I Just Wanted to Thank You for Teaching me about Well-Being


Laying on her bathroom floor sobbing, my former student cried out, “I have low-well being…My PERMA is shot to hell!” She then dragged herself up and wrote me an email entitled “I just wanted to thank you” and thanked me me for being the only professor who ever taught her what her well-being is. Sara’s email [I changed her name for confidentiality] astounded me for how it expresses how much many young adults–even high-achieving ones –struggle to build strong relationships, find meaning in their lives, and do work that is engaging. Sara’s determination to make positive changes in her life also amazed me–in fact, writing a gratitude note was a tip we learned from Martin Seligman’s Flourish. When we read Gretchen Rubin’s Happiness Project, I asked students to blog about their own gratitude journal and see what difference it made in their happiness, and Sara has kept up this practice.

Here’s the email:

“Dear Professor Mooney,

First, let me thank you for an amazing class last semester. I’m really sad that you’ll be leaving UNC. I don’t think I’ve enjoyed any other class at UNC as much as I enjoyed yours. Anyways, I wanted to let you know how much of an impact you had on me last semester, and not just my well-being but my life. I’ve never met someone as passionate as you are and you’ve inspired me to find something I am passionate about and that I love doing. I hope to also make a career out of it, but we will have to see about that when the times comes.

On Monday night, I returned to Chapel Hill from a vacation to Boston and New York. I actually got back on Saturday but took an extra day off my internship to do some things that I had been putting off during the entire month of May. Anyways, when I got back to Chapel Hill I felt so bad…almost miserable. It was a feeling I felt like I couldn’t shake. The next thing I know, I’m on my bathroom floor in tears… This is weird for me because I’m not one to cry. I don’t see the point in it and once I cry about one thing I could cry for hours…so I just avoid it. But this time, I couldn’t avoid it or stop it or pep myself up. I sat there trying to figure out why I was so unhappy…probably the most unhappy I’ve been in a really long time. I realized I was unhappy because of where I am and what I’m doing. I feel forced to do a lot of the things I am doing right now, I have a lot of financial stress, and at a time when I need family and friends the most I am isolated from them because of my responsibilities here. In the middle of this fit, I screamed out “well-being, I have low well-being.” And that’s the truth. My PERMA is shot to hell, among other things and I could go into further detail about why I’m unhappy, but I think you’ll take my word for it.

Records of labeled points

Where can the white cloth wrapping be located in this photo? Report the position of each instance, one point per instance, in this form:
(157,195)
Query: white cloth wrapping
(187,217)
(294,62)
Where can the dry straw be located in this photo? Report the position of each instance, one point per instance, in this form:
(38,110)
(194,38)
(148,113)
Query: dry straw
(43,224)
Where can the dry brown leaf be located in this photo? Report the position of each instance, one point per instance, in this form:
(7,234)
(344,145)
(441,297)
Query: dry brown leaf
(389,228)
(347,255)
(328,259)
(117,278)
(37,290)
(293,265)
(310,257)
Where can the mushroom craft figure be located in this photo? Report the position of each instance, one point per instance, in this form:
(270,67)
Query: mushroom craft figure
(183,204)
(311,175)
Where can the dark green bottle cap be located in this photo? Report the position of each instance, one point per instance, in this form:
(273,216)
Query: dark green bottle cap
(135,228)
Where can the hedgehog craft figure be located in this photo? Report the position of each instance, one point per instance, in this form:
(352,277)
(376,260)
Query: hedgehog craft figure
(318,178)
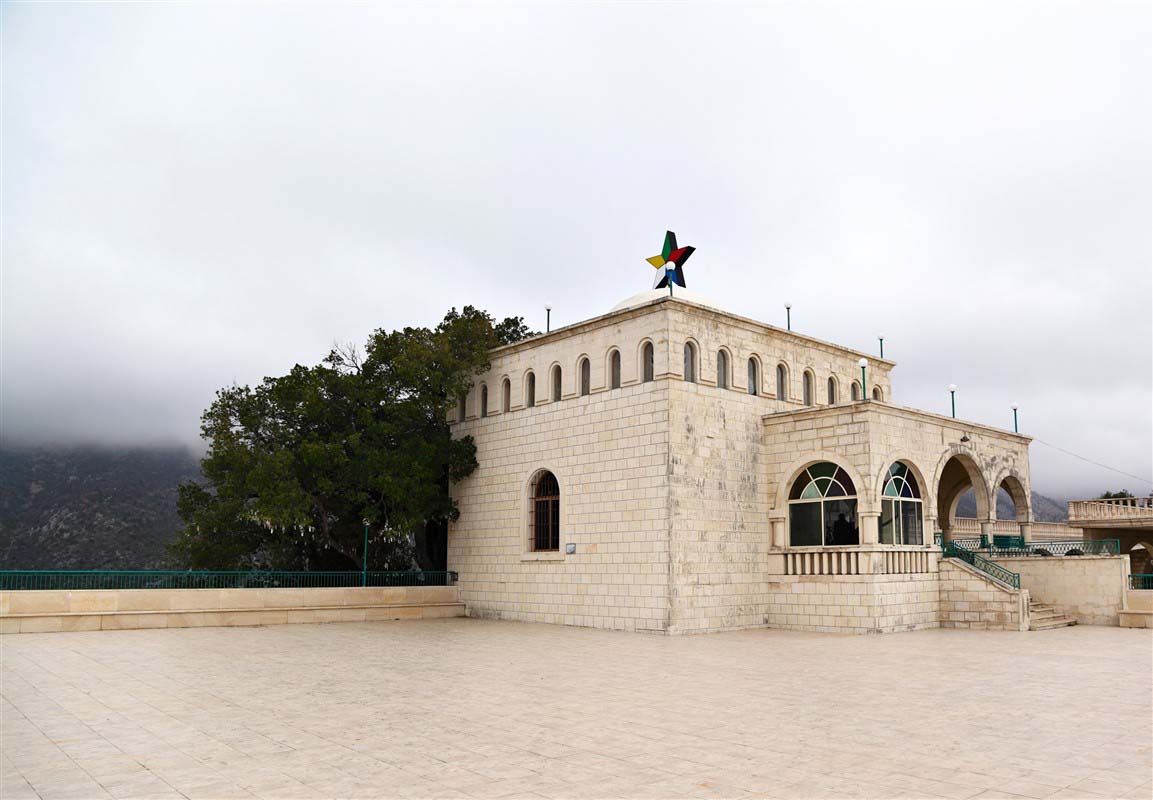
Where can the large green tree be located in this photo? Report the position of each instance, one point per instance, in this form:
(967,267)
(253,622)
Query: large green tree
(299,465)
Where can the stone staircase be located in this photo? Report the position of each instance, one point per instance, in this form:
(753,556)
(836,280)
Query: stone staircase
(1045,618)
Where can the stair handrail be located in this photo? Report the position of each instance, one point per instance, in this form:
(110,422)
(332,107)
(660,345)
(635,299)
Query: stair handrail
(991,568)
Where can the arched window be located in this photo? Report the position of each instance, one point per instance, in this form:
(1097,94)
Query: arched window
(544,513)
(647,362)
(690,362)
(902,521)
(822,507)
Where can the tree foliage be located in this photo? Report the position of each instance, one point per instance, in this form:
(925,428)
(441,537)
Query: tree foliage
(300,463)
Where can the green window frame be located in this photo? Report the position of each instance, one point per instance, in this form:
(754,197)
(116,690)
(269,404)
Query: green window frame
(822,507)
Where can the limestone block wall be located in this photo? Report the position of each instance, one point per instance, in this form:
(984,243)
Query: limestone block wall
(610,454)
(854,603)
(866,438)
(969,601)
(718,507)
(1089,588)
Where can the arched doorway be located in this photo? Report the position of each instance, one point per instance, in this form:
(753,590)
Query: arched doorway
(957,475)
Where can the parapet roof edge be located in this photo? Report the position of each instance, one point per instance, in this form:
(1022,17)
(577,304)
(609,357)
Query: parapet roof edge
(899,410)
(634,310)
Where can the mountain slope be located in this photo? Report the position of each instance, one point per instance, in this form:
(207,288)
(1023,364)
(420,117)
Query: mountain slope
(88,507)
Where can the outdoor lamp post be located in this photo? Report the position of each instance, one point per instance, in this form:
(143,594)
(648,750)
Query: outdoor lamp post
(364,561)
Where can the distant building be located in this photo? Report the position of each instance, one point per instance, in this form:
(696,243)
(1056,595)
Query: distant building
(673,467)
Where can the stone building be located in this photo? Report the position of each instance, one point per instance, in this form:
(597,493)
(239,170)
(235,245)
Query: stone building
(672,467)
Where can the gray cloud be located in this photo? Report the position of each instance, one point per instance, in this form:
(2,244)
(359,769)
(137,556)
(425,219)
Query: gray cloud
(195,195)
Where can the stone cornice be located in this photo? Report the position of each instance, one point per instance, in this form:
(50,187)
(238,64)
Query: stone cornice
(864,407)
(613,317)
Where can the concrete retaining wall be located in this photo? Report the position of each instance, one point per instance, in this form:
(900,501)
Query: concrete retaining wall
(1089,588)
(122,609)
(971,601)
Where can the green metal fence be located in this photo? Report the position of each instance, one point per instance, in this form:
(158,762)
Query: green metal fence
(991,568)
(1015,545)
(1106,546)
(171,579)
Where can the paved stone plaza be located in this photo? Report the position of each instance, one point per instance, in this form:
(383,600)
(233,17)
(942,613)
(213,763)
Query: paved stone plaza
(466,708)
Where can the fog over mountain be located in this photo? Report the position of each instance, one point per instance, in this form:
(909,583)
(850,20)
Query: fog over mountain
(196,195)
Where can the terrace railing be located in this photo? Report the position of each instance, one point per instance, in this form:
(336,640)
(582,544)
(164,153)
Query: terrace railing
(984,565)
(1107,546)
(13,580)
(1015,545)
(1113,508)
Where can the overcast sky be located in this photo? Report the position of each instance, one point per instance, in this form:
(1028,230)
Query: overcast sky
(196,195)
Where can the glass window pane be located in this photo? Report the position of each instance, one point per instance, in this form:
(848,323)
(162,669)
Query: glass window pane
(805,523)
(841,522)
(843,478)
(911,522)
(822,469)
(888,529)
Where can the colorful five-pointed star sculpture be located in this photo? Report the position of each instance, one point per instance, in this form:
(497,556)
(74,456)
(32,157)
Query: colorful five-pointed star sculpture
(670,262)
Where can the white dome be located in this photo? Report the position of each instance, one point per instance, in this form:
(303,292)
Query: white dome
(642,297)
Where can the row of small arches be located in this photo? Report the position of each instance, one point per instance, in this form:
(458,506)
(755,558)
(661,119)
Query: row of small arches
(690,374)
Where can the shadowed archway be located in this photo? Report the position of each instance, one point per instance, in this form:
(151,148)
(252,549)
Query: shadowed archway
(957,475)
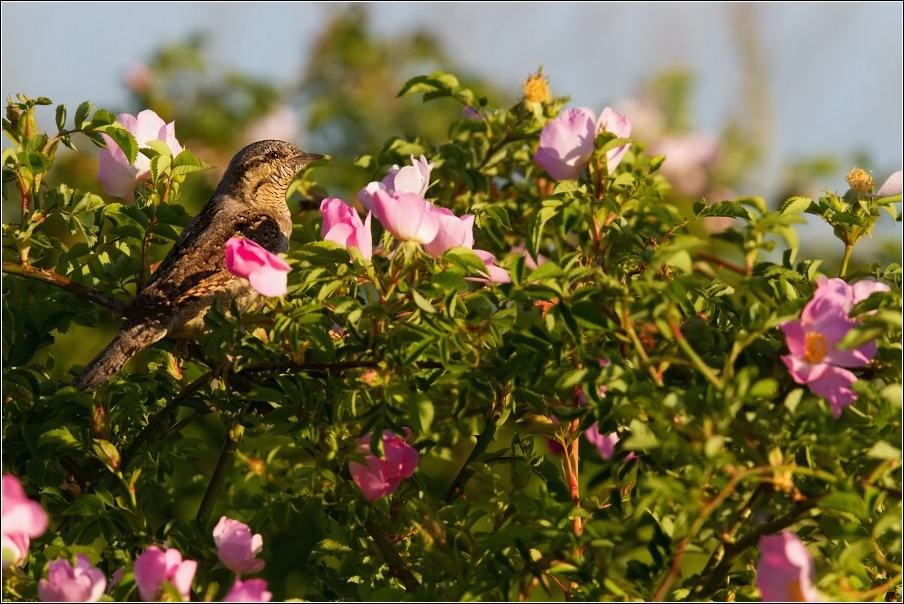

Work instructions:
1) Name every city mentioned in the email within the post on well-being.
2) Change "professor" to "instructor" and write out the post on well-being starting at "Laying on her" and ending at "up this practice.".

Answers below:
1) Chapel Hill, Boston, New York

2)
Laying on her bathroom floor sobbing, my former student cried out, “I have low-well being…My PERMA is shot to hell!” She then dragged herself up and wrote me an email entitled “I just wanted to thank you” and thanked me me for being the only instructor who ever taught her what her well-being is. Sara’s email [I changed her name for confidentiality] astounded me for how it expresses how much many young adults–even high-achieving ones –struggle to build strong relationships, find meaning in their lives, and do work that is engaging. Sara’s determination to make positive changes in her life also amazed me–in fact, writing a gratitude note was a tip we learned from Martin Seligman’s Flourish. When we read Gretchen Rubin’s Happiness Project, I asked students to blog about their own gratitude journal and see what difference it made in their happiness, and Sara has kept up this practice.